- Task statement
Reproduce the data below word for word, keeping every line in its original order.
-------- Data for this exercise
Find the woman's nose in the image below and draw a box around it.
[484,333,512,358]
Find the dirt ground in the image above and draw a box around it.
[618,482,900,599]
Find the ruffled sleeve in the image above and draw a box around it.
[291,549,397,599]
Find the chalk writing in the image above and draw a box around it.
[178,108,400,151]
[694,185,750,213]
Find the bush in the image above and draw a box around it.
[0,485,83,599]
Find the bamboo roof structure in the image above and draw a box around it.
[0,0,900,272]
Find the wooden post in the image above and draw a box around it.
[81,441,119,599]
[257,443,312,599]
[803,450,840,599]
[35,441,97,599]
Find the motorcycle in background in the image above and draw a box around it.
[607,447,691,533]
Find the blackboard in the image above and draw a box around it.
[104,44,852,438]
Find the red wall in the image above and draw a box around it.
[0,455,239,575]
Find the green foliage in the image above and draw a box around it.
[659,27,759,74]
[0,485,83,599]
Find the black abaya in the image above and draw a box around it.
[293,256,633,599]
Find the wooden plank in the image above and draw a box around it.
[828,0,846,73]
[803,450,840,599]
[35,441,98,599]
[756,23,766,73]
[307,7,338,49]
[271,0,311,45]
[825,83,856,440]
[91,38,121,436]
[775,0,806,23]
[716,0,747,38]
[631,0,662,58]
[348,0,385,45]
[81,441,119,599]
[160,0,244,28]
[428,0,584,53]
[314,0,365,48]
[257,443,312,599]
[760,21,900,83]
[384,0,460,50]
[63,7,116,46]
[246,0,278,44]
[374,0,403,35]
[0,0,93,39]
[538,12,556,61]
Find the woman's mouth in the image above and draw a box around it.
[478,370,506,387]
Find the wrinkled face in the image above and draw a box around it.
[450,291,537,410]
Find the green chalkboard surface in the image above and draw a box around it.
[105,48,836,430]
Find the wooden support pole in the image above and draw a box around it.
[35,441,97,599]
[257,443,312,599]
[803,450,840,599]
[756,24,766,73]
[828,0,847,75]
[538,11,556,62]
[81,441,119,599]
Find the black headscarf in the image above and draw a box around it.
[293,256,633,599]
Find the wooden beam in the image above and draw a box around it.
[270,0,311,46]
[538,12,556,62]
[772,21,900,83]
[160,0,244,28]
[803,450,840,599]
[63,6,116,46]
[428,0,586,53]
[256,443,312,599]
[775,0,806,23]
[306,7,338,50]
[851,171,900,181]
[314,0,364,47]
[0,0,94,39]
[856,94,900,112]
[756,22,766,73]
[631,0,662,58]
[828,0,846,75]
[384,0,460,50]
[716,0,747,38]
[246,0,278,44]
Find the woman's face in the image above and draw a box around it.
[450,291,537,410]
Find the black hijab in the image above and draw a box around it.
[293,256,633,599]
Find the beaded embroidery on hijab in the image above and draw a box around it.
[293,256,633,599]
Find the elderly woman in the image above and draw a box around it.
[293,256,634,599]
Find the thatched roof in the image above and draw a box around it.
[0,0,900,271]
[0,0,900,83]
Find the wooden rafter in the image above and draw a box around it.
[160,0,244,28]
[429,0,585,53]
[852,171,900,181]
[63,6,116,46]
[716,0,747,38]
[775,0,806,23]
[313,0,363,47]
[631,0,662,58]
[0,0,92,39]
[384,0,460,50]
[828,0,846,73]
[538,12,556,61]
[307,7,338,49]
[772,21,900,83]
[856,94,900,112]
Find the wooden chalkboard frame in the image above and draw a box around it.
----------------
- Problem solution
Find the woman's nose in the image below and draw a box around it.
[484,333,512,358]
Find the dirt ground in the image above and draw a box around it.
[618,482,900,599]
Find the ruffled sleeve in the image above and draw a box around it.
[291,549,397,599]
Find the chalk writing in the image above and draw a box around it.
[178,108,400,151]
[694,185,750,213]
Find the bush in the image above and draw a box around it.
[0,485,83,599]
Find the bamboo roof structure in the image above and draw a box around it.
[0,0,900,272]
Find the wooden post in the image above and draw a box around it.
[81,441,119,599]
[257,443,312,599]
[803,450,840,599]
[35,441,97,599]
Find the motorcycle in background in the image above and draw a box around it.
[607,447,691,533]
Find the blackboard in the image above and draw a box around it.
[104,44,852,438]
Find the red wall in the image above and draw a box around it.
[0,455,239,575]
Find the green foliage in the image above and draw a box around it.
[659,27,759,74]
[0,485,83,599]
Find the black abaya in the image above and draw a box around it.
[293,256,633,599]
Find the wooden plank in the image above and draw a box around it.
[828,0,846,73]
[803,450,840,599]
[35,441,98,599]
[756,23,766,73]
[307,7,338,49]
[271,0,311,45]
[825,83,856,440]
[91,38,121,436]
[775,0,806,23]
[716,0,747,38]
[631,0,662,58]
[348,0,385,45]
[81,441,119,599]
[160,0,244,28]
[428,0,584,53]
[314,0,365,48]
[257,443,312,599]
[760,21,900,83]
[384,0,460,50]
[63,7,116,46]
[246,0,278,44]
[374,0,403,35]
[0,0,93,39]
[538,12,556,61]
Find the woman's mouth in the image above and draw a box around it.
[478,370,506,387]
Find the wrinkled face in the image above and draw a box around it.
[450,291,537,410]
Find the green chalkboard surface in the image above and draw a box around it.
[105,48,836,430]
Find the wooden support pole in the image above and draw a box around it.
[35,441,97,599]
[257,443,312,599]
[803,450,840,599]
[756,24,766,73]
[828,0,847,75]
[538,11,556,62]
[81,441,119,599]
Find the black headscarf in the image above and draw a box around it.
[293,256,633,599]
Find the wooden beam in the image above and draw a box around it.
[270,0,311,46]
[538,12,556,62]
[772,21,900,83]
[160,0,244,28]
[803,450,840,599]
[63,6,116,46]
[428,0,586,53]
[256,443,312,599]
[775,0,806,23]
[306,7,338,50]
[851,171,900,181]
[314,0,364,47]
[0,0,94,39]
[856,94,900,112]
[756,22,766,73]
[631,0,662,58]
[828,0,846,75]
[384,0,460,50]
[716,0,747,38]
[246,0,278,44]
Find the woman's face in the image above and draw a box around it.
[450,291,537,410]
Find the black hijab in the image above and draw a box around it.
[293,256,633,599]
Find the beaded embroidery on hijab in the image above and draw a box around it.
[293,256,633,599]
Find the elderly woman in the image above and draw a box around it.
[293,256,634,599]
Find the thatched roof in the image above and draw a box around it.
[0,0,900,271]
[0,0,900,83]
Find the wooden rafter in the image above and draw a box around it.
[160,0,244,28]
[429,0,585,53]
[852,171,900,181]
[63,6,116,46]
[716,0,747,38]
[775,0,806,23]
[313,0,363,47]
[631,0,662,58]
[0,0,92,39]
[384,0,460,50]
[828,0,846,73]
[538,12,556,61]
[307,7,338,49]
[772,21,900,83]
[856,94,900,112]
Find the wooden chalkboard frame in the image above and draw a box around it.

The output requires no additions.